#### WHAT IS EXPECTED
An exact reproduction of the data below is the required answer.

-------- SUPPLIED INFORMATION --------

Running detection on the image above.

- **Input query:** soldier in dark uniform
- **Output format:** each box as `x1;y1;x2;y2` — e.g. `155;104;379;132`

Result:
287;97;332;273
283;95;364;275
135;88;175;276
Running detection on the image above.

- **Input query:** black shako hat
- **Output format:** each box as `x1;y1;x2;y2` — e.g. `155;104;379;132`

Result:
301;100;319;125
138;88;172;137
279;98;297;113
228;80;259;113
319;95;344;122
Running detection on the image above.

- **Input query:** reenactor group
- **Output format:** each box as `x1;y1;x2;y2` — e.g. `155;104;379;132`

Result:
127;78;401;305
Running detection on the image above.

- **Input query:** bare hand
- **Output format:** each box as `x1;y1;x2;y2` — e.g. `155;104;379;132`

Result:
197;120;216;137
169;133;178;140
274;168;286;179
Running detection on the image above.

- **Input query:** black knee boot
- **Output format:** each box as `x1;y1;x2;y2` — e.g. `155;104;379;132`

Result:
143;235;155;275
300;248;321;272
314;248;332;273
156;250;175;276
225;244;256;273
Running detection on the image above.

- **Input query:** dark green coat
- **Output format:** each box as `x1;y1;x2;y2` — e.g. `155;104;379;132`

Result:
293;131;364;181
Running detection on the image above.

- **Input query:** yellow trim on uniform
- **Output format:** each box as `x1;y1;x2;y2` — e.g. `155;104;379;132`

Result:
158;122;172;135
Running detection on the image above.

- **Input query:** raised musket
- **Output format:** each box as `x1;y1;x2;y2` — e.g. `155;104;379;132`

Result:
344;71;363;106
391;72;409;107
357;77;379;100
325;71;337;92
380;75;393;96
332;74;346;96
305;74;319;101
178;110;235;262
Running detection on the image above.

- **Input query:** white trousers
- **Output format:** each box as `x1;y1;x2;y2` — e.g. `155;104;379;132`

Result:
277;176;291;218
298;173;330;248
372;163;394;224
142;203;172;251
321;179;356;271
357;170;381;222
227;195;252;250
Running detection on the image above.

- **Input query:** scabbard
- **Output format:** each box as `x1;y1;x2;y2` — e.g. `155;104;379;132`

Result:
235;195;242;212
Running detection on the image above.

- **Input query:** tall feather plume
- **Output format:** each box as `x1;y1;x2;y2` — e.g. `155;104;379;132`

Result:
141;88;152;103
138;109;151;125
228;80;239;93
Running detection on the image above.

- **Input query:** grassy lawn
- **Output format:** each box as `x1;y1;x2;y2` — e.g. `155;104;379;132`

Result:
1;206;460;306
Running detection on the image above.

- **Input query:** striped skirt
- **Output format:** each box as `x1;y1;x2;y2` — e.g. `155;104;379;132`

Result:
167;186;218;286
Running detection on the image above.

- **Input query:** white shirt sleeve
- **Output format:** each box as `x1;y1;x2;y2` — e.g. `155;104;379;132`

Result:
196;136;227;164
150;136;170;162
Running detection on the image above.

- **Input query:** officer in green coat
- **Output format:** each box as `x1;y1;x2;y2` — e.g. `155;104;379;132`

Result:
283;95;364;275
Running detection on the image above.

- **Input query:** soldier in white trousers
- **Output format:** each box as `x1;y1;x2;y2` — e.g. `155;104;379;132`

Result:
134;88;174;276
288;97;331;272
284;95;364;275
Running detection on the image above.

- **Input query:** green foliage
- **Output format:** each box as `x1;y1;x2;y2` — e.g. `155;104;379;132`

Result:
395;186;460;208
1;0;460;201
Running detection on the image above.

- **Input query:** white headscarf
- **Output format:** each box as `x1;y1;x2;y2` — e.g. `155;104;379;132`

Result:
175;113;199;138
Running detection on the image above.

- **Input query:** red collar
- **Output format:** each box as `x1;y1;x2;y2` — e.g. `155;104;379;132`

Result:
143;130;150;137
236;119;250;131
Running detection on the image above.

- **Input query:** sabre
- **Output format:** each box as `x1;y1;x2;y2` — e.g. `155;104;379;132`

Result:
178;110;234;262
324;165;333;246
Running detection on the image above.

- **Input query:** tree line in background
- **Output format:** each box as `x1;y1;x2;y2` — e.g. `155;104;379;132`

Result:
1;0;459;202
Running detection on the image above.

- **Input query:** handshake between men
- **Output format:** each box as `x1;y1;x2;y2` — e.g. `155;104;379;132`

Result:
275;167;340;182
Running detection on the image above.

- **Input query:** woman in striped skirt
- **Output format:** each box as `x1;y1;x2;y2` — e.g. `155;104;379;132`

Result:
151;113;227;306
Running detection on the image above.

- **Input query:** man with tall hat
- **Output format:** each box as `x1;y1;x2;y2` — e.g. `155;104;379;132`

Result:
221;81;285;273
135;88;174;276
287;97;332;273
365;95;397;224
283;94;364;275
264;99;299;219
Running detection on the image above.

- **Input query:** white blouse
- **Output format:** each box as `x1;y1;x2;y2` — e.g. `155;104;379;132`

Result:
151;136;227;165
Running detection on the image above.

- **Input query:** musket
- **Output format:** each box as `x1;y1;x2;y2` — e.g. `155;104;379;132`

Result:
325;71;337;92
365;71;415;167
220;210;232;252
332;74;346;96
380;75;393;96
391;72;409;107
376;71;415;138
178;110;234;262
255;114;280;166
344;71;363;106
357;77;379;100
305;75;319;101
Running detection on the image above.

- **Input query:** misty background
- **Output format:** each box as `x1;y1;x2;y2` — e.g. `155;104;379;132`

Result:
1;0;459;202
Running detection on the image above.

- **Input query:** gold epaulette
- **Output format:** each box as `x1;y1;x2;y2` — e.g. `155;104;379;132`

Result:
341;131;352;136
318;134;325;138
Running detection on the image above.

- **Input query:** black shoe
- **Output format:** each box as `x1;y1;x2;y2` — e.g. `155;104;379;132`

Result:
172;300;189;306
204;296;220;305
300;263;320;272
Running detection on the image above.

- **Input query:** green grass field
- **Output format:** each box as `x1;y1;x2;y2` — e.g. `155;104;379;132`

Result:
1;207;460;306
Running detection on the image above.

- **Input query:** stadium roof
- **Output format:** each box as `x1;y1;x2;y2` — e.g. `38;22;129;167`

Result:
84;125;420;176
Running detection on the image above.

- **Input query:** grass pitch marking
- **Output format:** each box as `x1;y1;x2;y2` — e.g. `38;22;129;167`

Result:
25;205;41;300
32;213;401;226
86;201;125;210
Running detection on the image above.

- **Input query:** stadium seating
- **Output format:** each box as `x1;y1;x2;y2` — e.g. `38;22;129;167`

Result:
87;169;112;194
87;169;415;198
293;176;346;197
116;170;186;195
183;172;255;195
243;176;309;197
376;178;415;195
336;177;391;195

--------

#### OUTPUT OF THE TASK
Running detection on the image above.

- **Input query:** soldier in dark uniform
- **Output format:** each box as `x1;y1;x2;y2` — e.g. `155;104;379;132`

Result:
287;97;332;273
283;95;364;275
135;88;175;276
Running detection on the image above.

- **Input query:** black shako hat
- **Output format:** each box as `x1;y1;x2;y2` — e.g. `155;104;379;132`

Result:
301;100;319;125
138;88;172;137
279;98;297;113
228;80;259;113
319;95;344;122
Running detection on the image above.

- **Input query:** reenactor group
- **Output format:** each box as `x1;y1;x2;y2` — e.g. `155;104;379;132`

Result:
127;78;401;305
Running detection on the image above.

- **Input query:** bare hand
- **Output format:** each box as `x1;y1;x2;y2` — e.g. `155;104;379;132`

Result:
197;120;216;137
169;133;178;140
274;168;286;179
Running detection on the image above.

- **Input query:** black knee boot
- **Output format:** each box as `x1;y1;x2;y2` — e.g. `155;104;379;132`

Result:
143;235;155;275
300;248;321;272
314;248;332;273
156;250;175;276
225;244;256;273
Running detection on the image above.

- **Input query:** dark green coat
- **Output format:** each box as `x1;y1;x2;y2` — e.g. `155;104;379;132`

Result:
293;131;364;181
Running detection on the image above.

- **Input query:** yellow trim on uniform
- **Output format:** each box as `x1;y1;x2;y2` — e.g. `155;104;379;132`

Result:
158;122;172;135
Running detection on the image above.

- **Input query:** raised musket
- **Output format:** each box as `x1;y1;x2;y2` — e.g. `155;104;379;132`

Result:
344;71;363;106
391;72;409;107
357;77;379;100
325;71;337;92
380;75;393;96
332;74;346;96
305;74;319;101
178;110;235;262
Running detection on the image above.

- **Input query:** white trousers
- **Output format:** each box as `x1;y1;x2;y2` — e.g. `155;104;379;132`

Result:
277;176;291;218
298;173;330;248
372;163;394;224
142;203;172;251
321;179;356;271
357;170;381;222
227;195;252;250
Running detection on the image above.

- **Input query:** scabbard
- **Output format:** each box as `x1;y1;x2;y2` — e.g. `155;104;379;132`

Result:
235;195;242;212
Running detection on the image above.

- **Input query:** tall feather plume
- **Output format:** each box as `x1;y1;x2;y2` — e.g. `155;104;379;132`

Result:
141;88;152;103
138;109;151;125
228;80;239;93
Running detection on the image above.

- **Input query:** grassy lawn
- **Output format:** each box as `x1;y1;x2;y2` — e.g. `155;104;379;132`

Result:
1;206;460;306
Running detection on the image above.

- **Input query:** striped skirt
- **Output format:** each box as `x1;y1;x2;y2` — e.g. `155;104;379;132`

Result:
167;186;218;286
Running detection on the image above.

- **Input query:** white shirt sleeve
- **Output format:** each box as `x1;y1;x2;y2` — e.g. `155;104;379;132`

Result:
196;136;227;164
150;136;170;162
Running detection on the image above.

- **Input query:** officer in green coat
- **Output format:** each box as `x1;y1;x2;y2` — e.g. `155;104;379;132`

Result:
283;95;364;275
Running detection on the image above.

- **Input query:** soldier in white trousers
- **Output format:** each box as `x1;y1;x2;y2` — e.g. `155;104;379;132`

Result:
134;88;174;276
288;97;331;272
284;95;364;275
Running detection on the image above.

- **Input query:** green foliage
- **Output format:** each box as `x1;y1;x2;y2` — e.g. `155;104;379;132`

Result:
395;186;460;208
1;0;460;201
Running detection on the image above.

- **Input query:** white headscarf
- **Output format:** each box as `x1;y1;x2;y2` — e.g. `155;104;379;132`

Result:
175;113;199;138
Running detection on the image above.

- **Input query:** red collar
- **Output format:** each box as `x1;y1;x2;y2` — e.g. `155;104;379;132`

Result:
143;130;150;137
236;119;250;131
Running detection on the image above.

- **Input query:** sabre
- **Output format:** each box as `x1;y1;x2;y2` — e.g. `155;104;379;132`

Result:
178;110;234;262
324;165;333;246
Running detection on the image above.

- **Input query:** tree line in background
- **Output format:** each box as `x1;y1;x2;y2` — e.g. `155;104;379;132`

Result:
1;0;459;202
Running detection on the image above.

- **Input query:** handshake between men
- **Output format:** each box as `x1;y1;x2;y2` — e.g. `155;104;379;132`

Result:
275;167;340;182
Running detection on the image above.

- **Input query:** woman in striped skirt
- **Output format:** each box as `x1;y1;x2;y2` — e.g. `155;104;379;132`

Result:
151;113;227;306
Running detection on the image above.

- **Input query:** man with tall hat
- **Output format:** each box as `x1;y1;x2;y2` — e.g. `155;104;379;132`

Result:
221;81;285;273
135;88;174;276
287;97;332;273
365;95;397;224
283;94;364;275
264;99;299;219
Running detection on the image above.

- **Input query:** white blouse
- **Output format:** each box as `x1;y1;x2;y2` — e.g. `155;104;379;132`

Result:
151;136;227;165
Running detection on the image above.

- **Input query:** musket
- **Output format:** each box as `x1;y1;x2;y2` — e.g. `155;104;379;132`

Result:
325;71;337;92
365;71;415;167
220;210;232;252
332;74;346;96
380;75;393;96
391;72;409;107
376;71;415;138
178;110;234;262
255;114;280;166
344;71;363;106
357;77;379;100
305;75;319;101
Running detection on the image above.

- **Input query:** misty background
- **Output format:** each box as `x1;y1;x2;y2` — e.g. `155;104;379;132`

Result:
1;0;459;202
Running detection on the image above.

- **Input query:** gold epaulette
- **Output format:** each box as `x1;y1;x2;y2` — e.g. `155;104;379;132`

Result:
341;131;352;136
318;134;325;138
Running detection on the image above.

- **Input query:** black shoe
- **Output format:** each box as `x1;y1;x2;y2` — e.g. `155;104;379;132`

Result:
172;300;189;306
204;296;220;305
300;263;320;272
Running detection on the image above.

- **Input query:** green grass field
- **Output format:** each box as `x1;y1;x2;y2` — e.g. `155;104;379;132`

Result:
1;207;460;306
Running detection on the image above.

- **Input query:** stadium roof
- **Output format:** each box as `x1;y1;x2;y2` — e.g. `38;22;129;167`

Result:
84;125;420;176
Running detection on the image above.

- **Input query:** grass pitch marking
- **Output format:** each box as `x1;y1;x2;y2` — e.g. `38;22;129;167`

Result:
25;205;41;300
32;213;401;226
86;201;125;210
Running detection on the image above.

- **Input query:** stadium seating
- **Output format:** each box as `x1;y1;x2;y2` — e.g. `38;22;129;167`

Result:
87;169;112;194
87;169;415;198
293;176;346;197
116;170;186;195
183;172;255;195
243;176;309;197
376;178;415;195
336;177;391;195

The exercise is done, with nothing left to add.